Aşağıdaki Yargıtay kararında "Abaküs Yazılım" sözcükleriyle açılıp "E.  ,  2019/5059 K." sözcükleriyle kapanan bölümü hiçbir değişiklik yapmadan yeniden yazın.

Alıntı metin:
━━━━━━━━
Abaküs Yazılım
19. Hukuk Dairesi
Esas No: 2018/2610
Karar No: 2019/5059
Karar Tarihi: 11.11.2019

Yargıtay 19. Hukuk Dairesi 2018/2610 Esas 2019/5059 Karar Sayılı İlamı

19. Hukuk Dairesi         2018/2610 E.  ,  2019/5059 K.

    "İçtihat Metni"

    MAHKEMESİ :Ticaret Mahkemesi

    Taraflar arasındaki itirazın iptali davasının bozmaya uyularak yapılan yargılaması sonunda, ilamda yazılı nedenlerden dolayı davanın kabulüne yönelik olarak verilen hükmün süresi içinde davalılar vekilince temyiz edilmesi üzerine dosya incelendi, gereği görüşülüp düşünüldü.
    - K A R A R -
    Davacı vekili, davacı şirket ile davalı ... Ürünleri San. ve Tic. Ltd. Şti. arasında factoring sözleşmesi imzaladığını, diğer davalıların sözleşmeyi müşterek borçlu müteselsil kefil sıfatıyla imzaladıklarını, factoring sözleşmesi uyarınca davalı şirketin yurtdışında bulunan dava dışı ... şirketi ile ticari alışverişine istinaden düzenlenmiş faturalarını temlik alıp kredilendirerek davalı şirkete ön ödemeler yaptığını, ihracat factoringinin işleyişi gereği davalının talebi doğrultusunda davalı şirkete, muhabir UBI Factoring (muhabir factor) aracılığıyla garanti ve tahsilat hizmeti sunulduğunu, bir kısım ödemelerden sonra dava dışı yurtdışı şirketin ödemeleri durdurması üzerine muhabir factor ile yapılan yazışmalarda davalı ile dava dışı şirket arasında takas talebi ve konsinye iddiası ile ticari ihtilaf çıktığının öğrenildiğini, tahsil edilemeyen fatura bedellerinin davalı ile imzalanan factoring sözleşmesi uyarınca davalıdan tahsili için başlatılan icra takibine davalının itiraz ettiğini ileri sürerek, itirazın iptaline ve icra inkar tazminatına karar verilmesini talep ve dava etmiştir.
    Davalılar vekili, dava dışı ... şirketi ile ticari ilişkilere ait tüm faturaları muhabir factor garantisi ile davacıya temlik ettiklerini, bu sebeple icra takibinin muhatabının ... şirketi ile muhabir factor olduğunu, ayrıca davacı ile imzaladıkları ihracat factoring sözleşmesinin gayrikabili rücu factoringi olduğunu ve buna göre faturaların ödenmeme riskinin davacıya ait olduğunu savunarak, davanın reddini talep etmiştir.
━━━━━━━━
Veri bloğu:
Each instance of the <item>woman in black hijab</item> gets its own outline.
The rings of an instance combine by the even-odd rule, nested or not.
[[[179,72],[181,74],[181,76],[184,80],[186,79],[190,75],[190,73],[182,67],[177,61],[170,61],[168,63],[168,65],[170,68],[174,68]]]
━━━━━━━━
Alıştırma yanıtı:
Abaküs Yazılım
19. Hukuk Dairesi
Esas No: 2018/2610
Karar No: 2019/5059
Karar Tarihi: 11.11.2019

Yargıtay 19. Hukuk Dairesi 2018/2610 Esas 2019/5059 Karar Sayılı İlamı

19. Hukuk Dairesi         2018/2610 E.  ,  2019/5059 K.